------ Selected excerpt

The First Minister said the decision to allow a rugby match to be used as a test event – but not a football game – is not a case of preferential treatment.
The Scottish Government granted permission for a limited number of fans to watch Edinburgh v Glasgow Warriors at Murrayfield on Friday.
But it rejected Celtic’s bid to have supporters when they play Motherwell on Sunday.
Nicola Sturgeon said test events were not about “trialling how it works with rugby versus football”, adding that anything learned from the rugby match will apply to football.
Speaking at the daily coronavirus briefing, she said: “We’re not trialling how it works with rugby versus football.
“I’ll let you into a wee secret here; the virus doesn’t care about the shape of the ball at these events.
“What we are testing is how we can operate within a stadium with spectators, and maintain and comply with all the physical distancing and other hygiene rules.
“The learning from rugby will apply to football because it’s not specific to rugby versus football.

------------

Work order A –
Using the report on the Murrayfield test event, decide whether each statement agrees with it. Answer yes or no, and quote the words that settle it.
(i) The Scottish Government let a limited number of fans attend Edinburgh v Glasgow Warriors.
(ii) Celtic's bid to have supporters at their match against Motherwell was approved.
(iii) Nicola Sturgeon said the learning from the rugby match will apply to football.
Work order B –
In the report on the Murrayfield test event, what day do Celtic play Motherwell?
Work order C –
Carry on the report on the Murrayfield test event from its last sentence.

------ The data

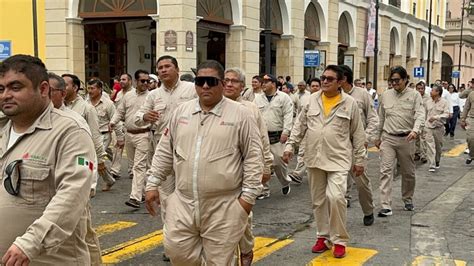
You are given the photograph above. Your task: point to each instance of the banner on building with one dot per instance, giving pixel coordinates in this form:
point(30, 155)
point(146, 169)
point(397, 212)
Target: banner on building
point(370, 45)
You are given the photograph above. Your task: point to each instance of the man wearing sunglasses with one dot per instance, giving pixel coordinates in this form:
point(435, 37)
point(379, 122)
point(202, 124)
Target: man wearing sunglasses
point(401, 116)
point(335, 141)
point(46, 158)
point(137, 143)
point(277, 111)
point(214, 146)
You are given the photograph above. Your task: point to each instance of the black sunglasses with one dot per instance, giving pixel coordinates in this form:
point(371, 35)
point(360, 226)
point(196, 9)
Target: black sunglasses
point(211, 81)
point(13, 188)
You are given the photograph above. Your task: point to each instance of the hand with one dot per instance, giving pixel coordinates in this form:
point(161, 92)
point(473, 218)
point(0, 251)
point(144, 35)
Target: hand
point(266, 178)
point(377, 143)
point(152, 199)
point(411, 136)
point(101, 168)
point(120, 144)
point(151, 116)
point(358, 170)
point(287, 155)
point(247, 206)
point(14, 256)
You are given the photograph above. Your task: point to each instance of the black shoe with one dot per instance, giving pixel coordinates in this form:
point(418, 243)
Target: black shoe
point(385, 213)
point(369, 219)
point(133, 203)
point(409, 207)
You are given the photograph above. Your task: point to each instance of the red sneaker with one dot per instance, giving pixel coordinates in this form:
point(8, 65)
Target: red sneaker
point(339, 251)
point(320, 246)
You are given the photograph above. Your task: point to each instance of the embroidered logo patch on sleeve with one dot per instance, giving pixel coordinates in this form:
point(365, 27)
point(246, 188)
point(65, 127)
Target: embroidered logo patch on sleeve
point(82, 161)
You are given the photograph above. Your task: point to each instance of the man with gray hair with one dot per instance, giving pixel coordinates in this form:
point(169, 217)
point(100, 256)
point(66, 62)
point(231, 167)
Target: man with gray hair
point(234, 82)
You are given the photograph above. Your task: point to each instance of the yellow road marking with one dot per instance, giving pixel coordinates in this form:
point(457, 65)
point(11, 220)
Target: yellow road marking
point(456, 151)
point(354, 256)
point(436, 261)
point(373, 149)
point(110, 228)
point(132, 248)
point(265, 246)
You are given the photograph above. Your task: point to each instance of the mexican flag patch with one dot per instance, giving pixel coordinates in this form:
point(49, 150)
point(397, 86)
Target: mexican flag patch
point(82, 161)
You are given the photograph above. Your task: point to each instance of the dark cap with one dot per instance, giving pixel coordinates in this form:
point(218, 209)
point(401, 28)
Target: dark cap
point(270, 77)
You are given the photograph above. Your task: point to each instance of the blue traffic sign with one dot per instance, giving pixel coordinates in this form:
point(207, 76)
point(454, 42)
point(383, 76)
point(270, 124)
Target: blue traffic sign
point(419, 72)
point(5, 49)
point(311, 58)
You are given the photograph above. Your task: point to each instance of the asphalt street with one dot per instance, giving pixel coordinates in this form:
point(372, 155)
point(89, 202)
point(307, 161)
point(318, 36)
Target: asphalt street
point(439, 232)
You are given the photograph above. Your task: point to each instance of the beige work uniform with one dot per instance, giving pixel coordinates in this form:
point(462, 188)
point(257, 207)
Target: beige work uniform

------------
------ The data

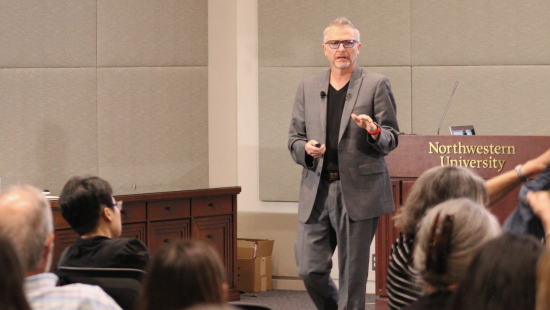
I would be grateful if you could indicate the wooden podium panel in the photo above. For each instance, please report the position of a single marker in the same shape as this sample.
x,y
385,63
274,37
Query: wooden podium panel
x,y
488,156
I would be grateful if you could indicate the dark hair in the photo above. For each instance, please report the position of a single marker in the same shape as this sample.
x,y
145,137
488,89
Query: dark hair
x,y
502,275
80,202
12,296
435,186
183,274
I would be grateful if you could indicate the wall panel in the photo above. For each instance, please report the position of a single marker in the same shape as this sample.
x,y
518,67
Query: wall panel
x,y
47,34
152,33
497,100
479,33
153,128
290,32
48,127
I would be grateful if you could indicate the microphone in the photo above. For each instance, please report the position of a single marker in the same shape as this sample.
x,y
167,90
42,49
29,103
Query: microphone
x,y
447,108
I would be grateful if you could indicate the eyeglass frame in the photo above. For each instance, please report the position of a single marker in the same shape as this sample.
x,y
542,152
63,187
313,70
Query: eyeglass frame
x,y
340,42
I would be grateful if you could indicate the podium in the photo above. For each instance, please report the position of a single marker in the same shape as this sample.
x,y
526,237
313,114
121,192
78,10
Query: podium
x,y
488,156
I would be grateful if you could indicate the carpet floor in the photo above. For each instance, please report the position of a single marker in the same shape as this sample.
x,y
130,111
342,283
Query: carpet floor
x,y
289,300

------------

Expected output A –
(i) Yes: "The Scottish Government granted permission for a limited number of fans to watch Edinburgh v Glasgow Warriors at Murrayfield on Friday."
(ii) No: "But it rejected Celtic’s bid to have supporters when they play Motherwell on Sunday."
(iii) Yes: "The learning from rugby will apply to football because it’s not specific to rugby versus football."

Expected output B –
Sunday.

Expected output C –
“The virus really doesn’t care what sport it is, it just cares about having people to transmit from, one to the other, around, so the test event that will go ahead tomorrow night at Murrayfield with rugby will allow us to learn and to apply those lessons across different sports. “
September 14 has been identified as an indicative date for fans to return to sports stadiums across the country in restricted numbers.
Sturgeon asked fans to “bear with” the Scottish Government as it tries “to find the safest ways of giving as much normality back as possible.”
She said: “Hopefully in the not so distance future we’ll be able to move into having albeit limited number of spectators in stadiums or a variety of different sports not on a test and pilot basis but on a more general basis.
“So I would ask spectators and fans, whether it’s football or rugby, to bear with us just now.
“We’re trying to find the safest ways of giving as much normality back as possible.
“It’s not about preferring rugby over football or football over rugby or any sport over any other sport.
“It’s just about trying to keep people as safe as possible as we try to get life back to as much normality as possible.”